Please write out all of the data below again line for line, keeping every line of wording and raising each bounding box coordinate in the answers by 17. Leave the pictures out.

(Detection annotation records)
■ ■ ■

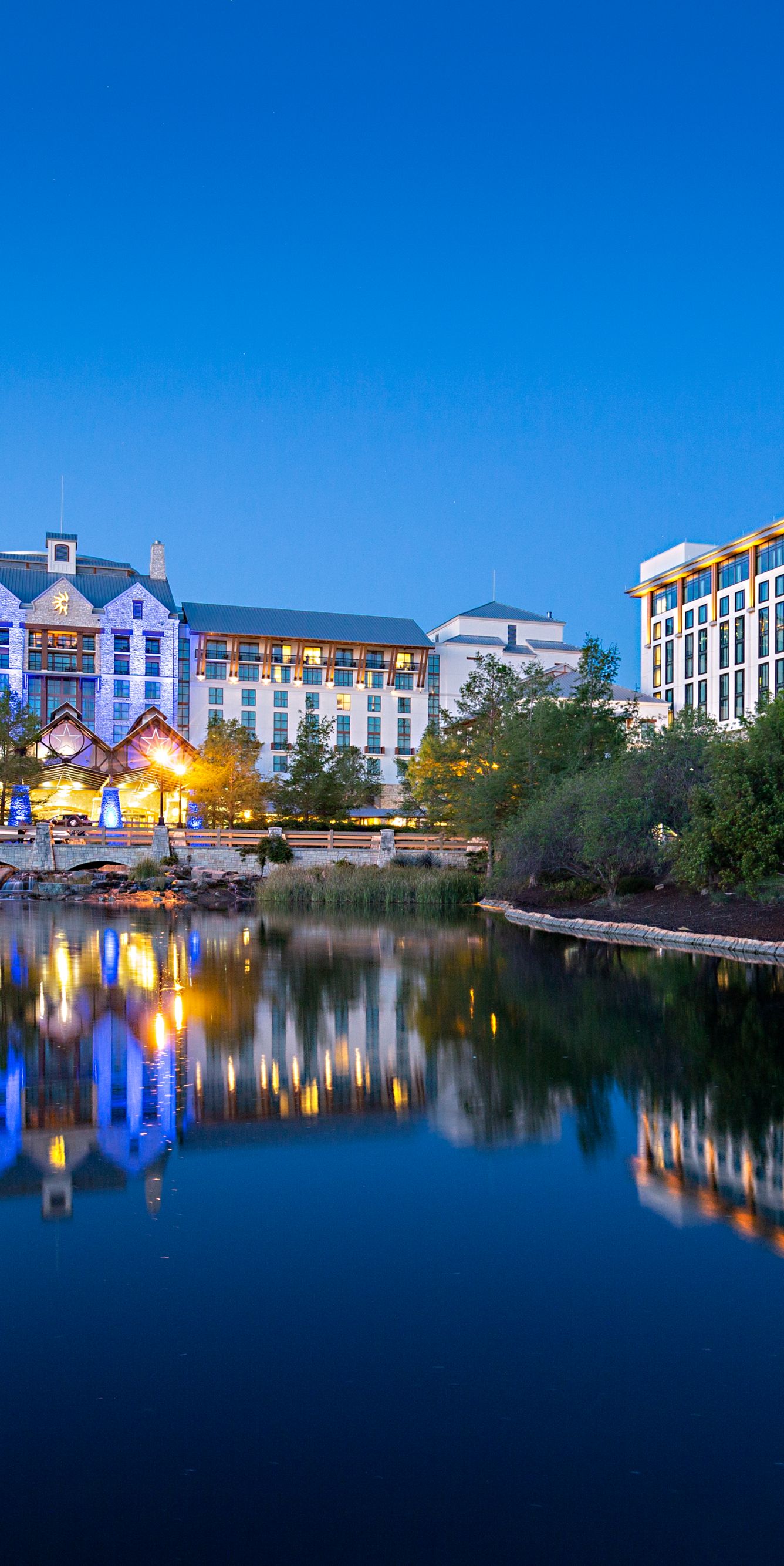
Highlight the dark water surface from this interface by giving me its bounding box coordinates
[0,907,784,1566]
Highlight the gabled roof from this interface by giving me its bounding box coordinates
[454,598,563,625]
[183,603,432,646]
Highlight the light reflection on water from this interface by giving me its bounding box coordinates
[0,907,784,1566]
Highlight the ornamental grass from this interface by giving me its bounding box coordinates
[260,864,479,913]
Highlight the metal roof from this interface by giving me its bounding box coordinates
[0,554,175,611]
[454,598,563,625]
[183,603,434,646]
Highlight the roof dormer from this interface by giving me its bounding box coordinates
[47,533,77,576]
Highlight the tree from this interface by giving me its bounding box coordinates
[269,712,374,826]
[0,686,44,824]
[190,719,265,827]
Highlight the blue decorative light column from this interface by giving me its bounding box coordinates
[99,783,122,831]
[8,783,33,827]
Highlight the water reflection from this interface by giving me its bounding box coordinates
[0,908,784,1251]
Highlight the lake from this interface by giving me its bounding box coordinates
[0,905,784,1566]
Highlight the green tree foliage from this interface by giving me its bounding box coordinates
[268,712,376,827]
[0,688,44,822]
[676,697,784,890]
[188,719,265,827]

■ ■ ■

• _Exercise answer_:
Highlight the dark water surface from this interface by giving me its bounding box coordinates
[17,924,801,1583]
Highlight the gabled roof from this interface by giving me its bounding box coordinates
[471,615,580,642]
[200,620,449,663]
Highlight the light reflection on water from this interface by giving me its bounding box coordinates
[17,924,801,1583]
Highlight the ornamental grass from this interface by giving me its bounding box coordinates
[277,881,496,930]
Highlight the metal roof from this interface by giving me its bounding box coordinates
[17,571,192,628]
[471,615,580,642]
[200,620,451,663]
Highlight the roof dormer from this interface by giving me its bounding box coordinates
[64,550,94,593]
Highlight the tree from this interface by giving me its bounding box coordinates
[286,729,391,843]
[17,703,61,841]
[207,736,282,844]
Highlight the blue decorative light column from this interface by giving me its bounding box coordinates
[116,800,139,848]
[25,800,50,844]
Highlight the water reflection from this interface by giving me its bounding box coordinates
[17,925,801,1268]
Highlight the lake from this interface by giving me its bounding box coordinates
[17,922,801,1583]
Highlight the green tree foliage from this interface by giving me its bounding box coordinates
[285,729,393,844]
[17,705,61,839]
[693,714,801,907]
[205,736,282,844]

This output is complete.